> [Your goal]: Can you edit the beta blocker article below, giving back the part starting at "Beta blocker therapy reduced" and ending at "Research on Therapeutics." with "five years" replaced by "a five-year period"?

> [Excerpt]:
DURHAM, N.C. -- Beta blocker therapy for the treatment of heart failure can provide significant cost savings for the health-care system, according to a new analysis by researchers at the Duke Clinical Research Institute (DCRI).
Beta blocker therapy reduced societal costs by $3,959 per patient over five years, the study showed. However, while the costs to Medicare declined by $6,064 per patient, the cost to the individual patient increased by $2,113 over five years because Medicare currently does not cover the cost of prescription medications. Congress enacted a Medicare prescription drug benefit in November 2003, but this will not take full effect until 2006. Even then, beneficiaries in many cases will still pay a significant amount of the cost of prescription medications.
The study, published in the Jan. 15, 2004, issue of The American Journal of Medicine, was funded by a grant from the Agency for Healthcare Research and Quality (AHRQ), U.S. Department of Health and Human Services, to the Duke Center for Education and Research on Therapeutics.

(Data items)
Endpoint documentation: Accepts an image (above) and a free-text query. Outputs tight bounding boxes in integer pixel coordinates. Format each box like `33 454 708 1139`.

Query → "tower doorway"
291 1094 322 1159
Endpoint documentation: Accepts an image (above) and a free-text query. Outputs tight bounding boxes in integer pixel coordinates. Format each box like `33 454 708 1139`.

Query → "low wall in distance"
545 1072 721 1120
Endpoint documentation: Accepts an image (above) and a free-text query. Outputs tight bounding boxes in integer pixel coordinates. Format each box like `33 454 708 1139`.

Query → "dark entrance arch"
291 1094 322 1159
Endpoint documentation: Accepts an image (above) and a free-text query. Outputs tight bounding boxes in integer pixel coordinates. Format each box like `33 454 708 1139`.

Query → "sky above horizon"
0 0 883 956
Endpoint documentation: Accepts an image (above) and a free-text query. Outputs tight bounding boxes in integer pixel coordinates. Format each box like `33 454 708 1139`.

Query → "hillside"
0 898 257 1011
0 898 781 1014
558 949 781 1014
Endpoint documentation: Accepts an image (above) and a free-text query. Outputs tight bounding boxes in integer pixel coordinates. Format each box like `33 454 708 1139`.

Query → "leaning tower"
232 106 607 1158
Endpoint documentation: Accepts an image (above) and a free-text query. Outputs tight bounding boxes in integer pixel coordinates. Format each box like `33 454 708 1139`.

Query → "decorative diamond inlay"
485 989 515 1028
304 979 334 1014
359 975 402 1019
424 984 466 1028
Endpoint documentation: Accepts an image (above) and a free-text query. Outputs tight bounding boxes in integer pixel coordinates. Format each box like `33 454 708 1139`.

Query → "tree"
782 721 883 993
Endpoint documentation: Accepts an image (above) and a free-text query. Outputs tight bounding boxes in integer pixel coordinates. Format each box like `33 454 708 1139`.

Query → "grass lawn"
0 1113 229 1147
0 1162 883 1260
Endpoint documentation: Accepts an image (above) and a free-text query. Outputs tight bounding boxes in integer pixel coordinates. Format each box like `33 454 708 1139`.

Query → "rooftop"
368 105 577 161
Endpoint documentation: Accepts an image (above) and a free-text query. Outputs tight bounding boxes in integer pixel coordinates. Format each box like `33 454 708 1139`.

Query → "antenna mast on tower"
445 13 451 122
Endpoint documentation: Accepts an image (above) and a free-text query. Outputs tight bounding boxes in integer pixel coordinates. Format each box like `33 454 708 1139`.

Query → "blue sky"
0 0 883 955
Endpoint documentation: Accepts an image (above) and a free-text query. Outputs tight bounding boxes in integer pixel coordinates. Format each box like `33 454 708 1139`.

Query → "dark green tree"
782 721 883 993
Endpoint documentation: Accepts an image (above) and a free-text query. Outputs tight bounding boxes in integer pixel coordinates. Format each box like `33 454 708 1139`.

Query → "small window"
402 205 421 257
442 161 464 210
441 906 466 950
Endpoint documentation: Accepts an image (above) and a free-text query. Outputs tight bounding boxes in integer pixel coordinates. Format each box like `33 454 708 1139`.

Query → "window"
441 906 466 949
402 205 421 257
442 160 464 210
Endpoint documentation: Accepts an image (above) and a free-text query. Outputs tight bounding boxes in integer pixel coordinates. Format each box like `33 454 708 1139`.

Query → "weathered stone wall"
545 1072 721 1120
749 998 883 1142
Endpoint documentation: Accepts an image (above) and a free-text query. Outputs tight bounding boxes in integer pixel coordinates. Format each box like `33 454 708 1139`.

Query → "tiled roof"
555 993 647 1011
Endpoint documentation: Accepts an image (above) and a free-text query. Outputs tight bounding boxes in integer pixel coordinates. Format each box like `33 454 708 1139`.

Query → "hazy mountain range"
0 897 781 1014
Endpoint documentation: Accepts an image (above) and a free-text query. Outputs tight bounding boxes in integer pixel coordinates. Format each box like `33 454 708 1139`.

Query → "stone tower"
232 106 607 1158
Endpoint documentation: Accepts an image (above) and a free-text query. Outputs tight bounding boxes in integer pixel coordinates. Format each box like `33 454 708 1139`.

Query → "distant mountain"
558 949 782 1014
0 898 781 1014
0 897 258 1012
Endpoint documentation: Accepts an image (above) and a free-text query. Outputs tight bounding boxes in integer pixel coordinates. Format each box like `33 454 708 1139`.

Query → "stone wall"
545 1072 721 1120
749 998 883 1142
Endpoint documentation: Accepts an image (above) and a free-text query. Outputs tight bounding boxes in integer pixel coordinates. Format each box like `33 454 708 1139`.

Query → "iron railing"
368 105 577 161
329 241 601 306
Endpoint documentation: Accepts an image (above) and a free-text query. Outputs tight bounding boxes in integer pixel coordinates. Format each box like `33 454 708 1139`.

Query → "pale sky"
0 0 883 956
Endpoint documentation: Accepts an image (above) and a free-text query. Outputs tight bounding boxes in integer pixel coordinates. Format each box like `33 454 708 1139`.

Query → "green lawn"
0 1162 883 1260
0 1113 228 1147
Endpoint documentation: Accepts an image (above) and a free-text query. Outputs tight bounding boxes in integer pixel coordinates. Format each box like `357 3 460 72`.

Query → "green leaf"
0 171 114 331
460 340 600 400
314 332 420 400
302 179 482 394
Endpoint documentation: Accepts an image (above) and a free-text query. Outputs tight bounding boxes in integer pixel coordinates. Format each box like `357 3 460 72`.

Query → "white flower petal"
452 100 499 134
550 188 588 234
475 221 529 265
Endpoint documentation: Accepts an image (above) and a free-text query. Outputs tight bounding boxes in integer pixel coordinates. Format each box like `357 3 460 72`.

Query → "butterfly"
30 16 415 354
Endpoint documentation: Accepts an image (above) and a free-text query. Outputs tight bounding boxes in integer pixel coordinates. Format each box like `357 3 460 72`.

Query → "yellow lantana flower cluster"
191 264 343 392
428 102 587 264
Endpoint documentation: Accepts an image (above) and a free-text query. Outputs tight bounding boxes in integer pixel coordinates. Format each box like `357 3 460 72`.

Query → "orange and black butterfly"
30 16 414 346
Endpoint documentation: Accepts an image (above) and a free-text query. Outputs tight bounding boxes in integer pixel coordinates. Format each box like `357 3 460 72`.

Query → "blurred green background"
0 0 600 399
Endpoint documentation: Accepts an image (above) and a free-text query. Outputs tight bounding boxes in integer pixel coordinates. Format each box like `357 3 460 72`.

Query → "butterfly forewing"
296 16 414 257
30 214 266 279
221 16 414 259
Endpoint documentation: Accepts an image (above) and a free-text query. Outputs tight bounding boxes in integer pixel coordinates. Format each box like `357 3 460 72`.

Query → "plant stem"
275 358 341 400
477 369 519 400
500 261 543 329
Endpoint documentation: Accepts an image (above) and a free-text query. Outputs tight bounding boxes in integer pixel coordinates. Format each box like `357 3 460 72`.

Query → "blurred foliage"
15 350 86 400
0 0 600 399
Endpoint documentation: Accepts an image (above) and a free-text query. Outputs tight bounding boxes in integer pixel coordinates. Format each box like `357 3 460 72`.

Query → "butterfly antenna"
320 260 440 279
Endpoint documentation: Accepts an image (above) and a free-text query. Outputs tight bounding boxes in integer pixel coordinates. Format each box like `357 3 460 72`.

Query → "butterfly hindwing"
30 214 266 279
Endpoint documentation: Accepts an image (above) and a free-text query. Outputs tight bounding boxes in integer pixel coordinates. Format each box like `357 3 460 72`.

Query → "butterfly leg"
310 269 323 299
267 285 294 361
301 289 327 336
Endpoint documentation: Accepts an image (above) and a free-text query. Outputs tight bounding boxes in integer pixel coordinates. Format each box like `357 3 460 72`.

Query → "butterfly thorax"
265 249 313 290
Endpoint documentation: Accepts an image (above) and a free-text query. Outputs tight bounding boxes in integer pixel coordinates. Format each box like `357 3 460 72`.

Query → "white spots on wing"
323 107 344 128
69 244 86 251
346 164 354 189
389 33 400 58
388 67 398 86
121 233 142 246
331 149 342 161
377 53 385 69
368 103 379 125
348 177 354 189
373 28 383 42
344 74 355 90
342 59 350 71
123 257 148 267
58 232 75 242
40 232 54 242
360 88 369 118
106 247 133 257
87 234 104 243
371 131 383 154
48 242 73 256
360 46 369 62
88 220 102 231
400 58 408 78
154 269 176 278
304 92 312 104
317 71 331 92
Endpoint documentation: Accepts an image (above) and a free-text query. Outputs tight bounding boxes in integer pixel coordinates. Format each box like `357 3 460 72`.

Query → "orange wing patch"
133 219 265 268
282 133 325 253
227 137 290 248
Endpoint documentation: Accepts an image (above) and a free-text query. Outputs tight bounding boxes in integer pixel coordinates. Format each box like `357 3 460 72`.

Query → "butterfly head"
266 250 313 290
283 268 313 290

> [Solution]:
Beta blocker therapy reduced societal costs by $3,959 per patient over a five-year period, the study showed. However, while the costs to Medicare declined by $6,064 per patient, the cost to the individual patient increased by $2,113 over a five-year period because Medicare currently does not cover the cost of prescription medications. Congress enacted a Medicare prescription drug benefit in November 2003, but this will not take full effect until 2006. Even then, beneficiaries in many cases will still pay a significant amount of the cost of prescription medications.
The study, published in the Jan. 15, 2004, issue of The American Journal of Medicine, was funded by a grant from the Agency for Healthcare Research and Quality (AHRQ), U.S. Department of Health and Human Services, to the Duke Center for Education and Research on Therapeutics.